- WHAT IS REQUIRED: Your task is to return the span of lines beginning at the one with "point per instance: shrub" and ending at the last line of the data, exactly as it stands.

- RECORDS SHOWN:
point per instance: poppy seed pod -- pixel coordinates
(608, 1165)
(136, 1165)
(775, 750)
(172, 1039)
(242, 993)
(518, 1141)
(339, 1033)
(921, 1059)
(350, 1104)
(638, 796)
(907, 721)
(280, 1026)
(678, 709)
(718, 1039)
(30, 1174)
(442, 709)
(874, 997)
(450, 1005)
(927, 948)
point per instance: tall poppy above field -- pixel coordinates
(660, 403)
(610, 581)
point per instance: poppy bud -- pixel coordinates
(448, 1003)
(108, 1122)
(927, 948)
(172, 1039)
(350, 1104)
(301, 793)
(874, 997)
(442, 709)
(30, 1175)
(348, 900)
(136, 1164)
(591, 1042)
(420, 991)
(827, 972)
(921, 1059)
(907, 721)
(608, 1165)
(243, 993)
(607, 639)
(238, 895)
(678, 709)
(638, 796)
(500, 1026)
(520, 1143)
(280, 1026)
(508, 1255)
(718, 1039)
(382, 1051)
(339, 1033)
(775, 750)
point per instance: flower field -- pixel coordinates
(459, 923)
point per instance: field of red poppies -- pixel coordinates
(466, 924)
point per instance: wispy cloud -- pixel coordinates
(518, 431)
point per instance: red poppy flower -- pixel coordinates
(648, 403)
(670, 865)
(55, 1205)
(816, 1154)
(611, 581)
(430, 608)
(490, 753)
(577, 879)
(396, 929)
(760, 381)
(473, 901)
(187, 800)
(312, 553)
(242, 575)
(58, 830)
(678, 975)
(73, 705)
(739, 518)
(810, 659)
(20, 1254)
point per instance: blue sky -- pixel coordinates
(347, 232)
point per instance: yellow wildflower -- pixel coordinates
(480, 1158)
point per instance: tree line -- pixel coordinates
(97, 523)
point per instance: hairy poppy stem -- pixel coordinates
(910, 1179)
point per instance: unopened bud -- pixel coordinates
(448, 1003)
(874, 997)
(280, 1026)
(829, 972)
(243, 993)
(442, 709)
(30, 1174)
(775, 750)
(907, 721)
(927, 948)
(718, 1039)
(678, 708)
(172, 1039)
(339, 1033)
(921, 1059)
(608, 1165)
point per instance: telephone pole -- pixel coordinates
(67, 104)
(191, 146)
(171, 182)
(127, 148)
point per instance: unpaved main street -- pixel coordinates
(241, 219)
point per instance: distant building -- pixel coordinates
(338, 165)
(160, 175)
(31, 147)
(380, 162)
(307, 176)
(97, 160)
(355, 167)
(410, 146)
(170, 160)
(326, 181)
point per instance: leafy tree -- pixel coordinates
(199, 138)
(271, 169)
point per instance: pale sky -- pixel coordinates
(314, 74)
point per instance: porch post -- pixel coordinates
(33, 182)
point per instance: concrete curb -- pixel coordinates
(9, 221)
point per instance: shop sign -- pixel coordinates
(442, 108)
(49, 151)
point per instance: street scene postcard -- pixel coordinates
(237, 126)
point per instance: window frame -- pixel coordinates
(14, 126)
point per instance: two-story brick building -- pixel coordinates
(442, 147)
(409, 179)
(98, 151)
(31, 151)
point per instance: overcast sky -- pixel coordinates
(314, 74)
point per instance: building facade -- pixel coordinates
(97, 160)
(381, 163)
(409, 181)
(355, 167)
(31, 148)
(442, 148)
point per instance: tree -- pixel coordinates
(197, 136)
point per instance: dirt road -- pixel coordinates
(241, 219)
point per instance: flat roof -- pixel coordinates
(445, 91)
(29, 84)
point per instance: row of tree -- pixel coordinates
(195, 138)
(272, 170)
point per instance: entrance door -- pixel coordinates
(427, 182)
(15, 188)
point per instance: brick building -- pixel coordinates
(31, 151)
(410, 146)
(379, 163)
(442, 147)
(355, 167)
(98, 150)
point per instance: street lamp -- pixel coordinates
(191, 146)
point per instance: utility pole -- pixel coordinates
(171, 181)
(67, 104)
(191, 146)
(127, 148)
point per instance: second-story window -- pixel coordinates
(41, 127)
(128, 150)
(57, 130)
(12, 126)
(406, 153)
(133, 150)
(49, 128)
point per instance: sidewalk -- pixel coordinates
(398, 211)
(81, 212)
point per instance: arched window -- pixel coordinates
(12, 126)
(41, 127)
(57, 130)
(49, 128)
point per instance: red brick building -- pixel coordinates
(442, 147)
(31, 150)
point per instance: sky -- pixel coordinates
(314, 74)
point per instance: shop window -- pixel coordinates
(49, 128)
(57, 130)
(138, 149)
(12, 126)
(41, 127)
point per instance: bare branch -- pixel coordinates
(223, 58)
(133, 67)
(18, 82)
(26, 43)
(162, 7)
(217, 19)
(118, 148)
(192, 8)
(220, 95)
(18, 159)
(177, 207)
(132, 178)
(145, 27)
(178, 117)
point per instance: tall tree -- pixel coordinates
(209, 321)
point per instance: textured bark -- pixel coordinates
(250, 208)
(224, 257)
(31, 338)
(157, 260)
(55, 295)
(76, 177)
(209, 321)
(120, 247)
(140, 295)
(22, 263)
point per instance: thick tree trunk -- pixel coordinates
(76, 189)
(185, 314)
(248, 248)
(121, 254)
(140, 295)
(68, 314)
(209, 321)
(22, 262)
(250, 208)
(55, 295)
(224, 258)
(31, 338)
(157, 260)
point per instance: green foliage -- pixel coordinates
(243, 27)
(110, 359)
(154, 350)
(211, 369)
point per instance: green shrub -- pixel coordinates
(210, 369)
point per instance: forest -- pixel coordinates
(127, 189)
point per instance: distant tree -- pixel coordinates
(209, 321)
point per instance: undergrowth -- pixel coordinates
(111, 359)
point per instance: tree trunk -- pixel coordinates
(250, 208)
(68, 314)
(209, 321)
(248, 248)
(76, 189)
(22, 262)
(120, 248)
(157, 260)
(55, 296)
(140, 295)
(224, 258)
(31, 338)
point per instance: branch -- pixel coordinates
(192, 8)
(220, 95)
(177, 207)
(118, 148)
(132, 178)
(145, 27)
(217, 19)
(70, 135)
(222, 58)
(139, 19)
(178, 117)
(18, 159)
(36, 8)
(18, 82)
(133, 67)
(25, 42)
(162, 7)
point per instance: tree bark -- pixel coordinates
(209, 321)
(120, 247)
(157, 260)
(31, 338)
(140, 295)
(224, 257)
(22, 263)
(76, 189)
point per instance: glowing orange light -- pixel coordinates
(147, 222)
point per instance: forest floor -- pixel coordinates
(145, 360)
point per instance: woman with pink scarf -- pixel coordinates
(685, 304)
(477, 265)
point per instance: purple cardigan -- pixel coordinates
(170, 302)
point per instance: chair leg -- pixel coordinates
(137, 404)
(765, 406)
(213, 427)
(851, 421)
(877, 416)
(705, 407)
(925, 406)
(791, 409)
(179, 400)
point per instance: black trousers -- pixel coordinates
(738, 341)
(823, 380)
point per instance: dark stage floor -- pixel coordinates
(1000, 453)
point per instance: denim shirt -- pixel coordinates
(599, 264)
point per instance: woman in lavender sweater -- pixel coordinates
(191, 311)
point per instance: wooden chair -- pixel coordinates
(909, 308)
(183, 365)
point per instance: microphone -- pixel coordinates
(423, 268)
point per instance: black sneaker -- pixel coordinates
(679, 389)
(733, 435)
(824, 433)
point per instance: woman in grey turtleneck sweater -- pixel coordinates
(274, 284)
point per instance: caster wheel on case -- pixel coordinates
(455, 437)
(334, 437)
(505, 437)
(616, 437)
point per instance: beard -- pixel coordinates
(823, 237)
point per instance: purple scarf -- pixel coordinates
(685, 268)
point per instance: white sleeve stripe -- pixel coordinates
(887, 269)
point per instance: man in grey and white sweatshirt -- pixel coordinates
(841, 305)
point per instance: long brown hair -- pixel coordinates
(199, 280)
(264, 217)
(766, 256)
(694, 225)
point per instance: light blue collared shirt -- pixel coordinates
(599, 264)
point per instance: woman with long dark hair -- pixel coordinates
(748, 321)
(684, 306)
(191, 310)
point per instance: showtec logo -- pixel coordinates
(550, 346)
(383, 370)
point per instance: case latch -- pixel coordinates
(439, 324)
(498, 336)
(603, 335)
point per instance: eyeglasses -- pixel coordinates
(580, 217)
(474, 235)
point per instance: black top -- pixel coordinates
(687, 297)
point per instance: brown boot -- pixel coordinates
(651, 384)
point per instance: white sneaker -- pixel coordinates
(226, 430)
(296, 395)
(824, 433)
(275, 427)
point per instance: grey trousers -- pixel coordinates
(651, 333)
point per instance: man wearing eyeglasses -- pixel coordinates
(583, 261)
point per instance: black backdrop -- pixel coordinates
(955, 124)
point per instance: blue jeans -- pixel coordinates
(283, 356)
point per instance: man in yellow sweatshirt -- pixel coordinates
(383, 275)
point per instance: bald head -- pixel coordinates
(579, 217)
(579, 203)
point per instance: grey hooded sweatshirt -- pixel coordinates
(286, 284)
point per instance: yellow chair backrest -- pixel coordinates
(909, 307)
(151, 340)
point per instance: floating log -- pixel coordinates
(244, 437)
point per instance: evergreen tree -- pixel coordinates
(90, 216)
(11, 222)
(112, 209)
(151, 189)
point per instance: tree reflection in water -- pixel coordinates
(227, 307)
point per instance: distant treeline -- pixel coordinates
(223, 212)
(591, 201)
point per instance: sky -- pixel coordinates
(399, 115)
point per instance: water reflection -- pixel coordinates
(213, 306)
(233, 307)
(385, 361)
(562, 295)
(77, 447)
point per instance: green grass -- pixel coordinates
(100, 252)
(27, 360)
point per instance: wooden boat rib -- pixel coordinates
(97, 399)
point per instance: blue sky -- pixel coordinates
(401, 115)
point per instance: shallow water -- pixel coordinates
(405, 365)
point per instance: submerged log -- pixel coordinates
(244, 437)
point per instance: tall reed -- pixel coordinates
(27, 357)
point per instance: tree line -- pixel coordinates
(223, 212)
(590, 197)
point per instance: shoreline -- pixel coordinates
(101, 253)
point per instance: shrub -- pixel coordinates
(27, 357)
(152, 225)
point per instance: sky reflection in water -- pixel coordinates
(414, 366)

- OUTPUT FOR THIS EXERCISE:
point per instance: shrub -- pixel coordinates
(27, 357)
(152, 225)
point per instance: sky reflection in water -- pixel coordinates
(414, 366)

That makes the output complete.